This talk I gave at FOSS4G Europe (a GIS conference) offers some hints about identifying situations where queries or workflows are trivially decomposable into parallel small queries, allowing a huge speedup:

http://graemebell.net/foss4gcomo.pdf

Hope this is of interest and use to you.

chubot · on Aug 15, 2015

So, reading between the lines, the SYSTEM TABLESAMPLE algorithm appears to be biased toward small values (in bytes, or whatever the on-disk encoding of Postgres values is).

If you choose random data pages (of fixed size), then it can fit more rows of small size than of big size.

"In the query above, SYSTEM is the name of the chosen sampling algorithm. The SYSTEM algorithm chooses a set of pseudo-random data pages, and then returns all rows on those pages, and has the advantage in running in constant time regardless of the size of the table. PostgreSQL 9.5 will also ship with the BERNOULLI sampling method, which is more rigorously random, but will take longer the larger the table is."

no1youknowz · on Aug 15, 2015

Cannot wait for 9.5. Migrated from MySQL. So happy I did.

kodablah · on Aug 15, 2015

I would love to go back to relational, but I can't get over the linear scaling and HA ease of Cassandra and I'm willing to write my applications to work around the data model limitations. Is there any open source SQL database (i.e. "newsql") that can linearly scale with Cassandra's ease right now? I look forward to CockroachDB but it isn't done yet.

ozgune · on Aug 15, 2015

(Disclaimer: I'm one of the authors of pg_shard.)

pg_shard extends PostgreSQL without forking it, and it's worth a look: https://github.com/citusdata/pg_shard

pg_shard v2.0 will target linear scaling and higher HA through metadata replication. If you have any questions or feedback for the project, we'd be happy to hear from you.

If you're on AWS, you can already get linear scale and full HA. This post shows a proof-of-concept: https://goo.gl/3c2GYc

lukaslalinsky · on Aug 15, 2015

There are some SQL databases build on top of HBase. HBase and the whole Hadoop ecosystem is not what I'd call easy, but once you are familiar with it, scaling it is relatively easy (probably still not as easy as Cassandra, thanks to the fact that Cassandra always hashes things and does not allow sorted range scans).

I'm currently experimenting with Phoenix, because it's a relatively thin layer above HBase, but it doesn't provide many features that you expect in relational databases like transactions. SELECT support is quite complete, it can do JOINs, subqueries, etc.

# Recorded data:
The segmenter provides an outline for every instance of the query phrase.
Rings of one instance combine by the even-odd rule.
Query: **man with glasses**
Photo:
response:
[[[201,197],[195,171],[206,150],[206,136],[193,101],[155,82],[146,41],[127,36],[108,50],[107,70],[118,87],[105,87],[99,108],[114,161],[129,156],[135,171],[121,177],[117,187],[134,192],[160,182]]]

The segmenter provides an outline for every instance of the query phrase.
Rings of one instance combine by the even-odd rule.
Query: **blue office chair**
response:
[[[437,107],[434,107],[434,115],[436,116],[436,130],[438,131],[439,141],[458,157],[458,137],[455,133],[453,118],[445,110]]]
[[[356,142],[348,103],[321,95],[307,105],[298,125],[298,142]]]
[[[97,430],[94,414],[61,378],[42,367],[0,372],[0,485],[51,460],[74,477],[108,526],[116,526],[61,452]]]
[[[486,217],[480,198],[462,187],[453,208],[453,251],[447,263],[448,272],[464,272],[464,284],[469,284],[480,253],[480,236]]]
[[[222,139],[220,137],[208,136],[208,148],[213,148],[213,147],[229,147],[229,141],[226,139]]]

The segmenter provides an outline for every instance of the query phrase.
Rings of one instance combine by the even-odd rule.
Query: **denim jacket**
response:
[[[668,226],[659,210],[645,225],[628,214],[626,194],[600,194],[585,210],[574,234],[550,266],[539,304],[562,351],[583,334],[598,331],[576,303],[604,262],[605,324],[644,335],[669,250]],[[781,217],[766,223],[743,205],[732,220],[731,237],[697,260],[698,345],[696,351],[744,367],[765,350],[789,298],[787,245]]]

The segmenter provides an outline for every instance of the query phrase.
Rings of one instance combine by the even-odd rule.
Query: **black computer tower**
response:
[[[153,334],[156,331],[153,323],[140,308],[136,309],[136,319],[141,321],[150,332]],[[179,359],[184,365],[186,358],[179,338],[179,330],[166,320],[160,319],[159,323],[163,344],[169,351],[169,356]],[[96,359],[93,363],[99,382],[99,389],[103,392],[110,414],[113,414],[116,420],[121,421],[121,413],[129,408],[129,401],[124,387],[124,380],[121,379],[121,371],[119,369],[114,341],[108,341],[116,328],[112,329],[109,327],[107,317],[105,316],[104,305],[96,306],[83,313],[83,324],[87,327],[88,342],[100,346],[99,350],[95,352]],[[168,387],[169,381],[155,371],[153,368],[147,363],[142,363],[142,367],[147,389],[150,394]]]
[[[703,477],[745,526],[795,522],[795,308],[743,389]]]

# Prompt:
Answer these from the PostgreSQL forum thread above:
1. Besides SYSTEM, which sampling method does the quoted passage say PostgreSQL 9.5 will ship with?
2. What will pg_shard v2.0 target?
3. Which relational database feature does the thread name as missing from Phoenix?

# Final result:
1. BERNOULLI.
2. Linear scaling and higher HA through metadata replication.
3. Transactions.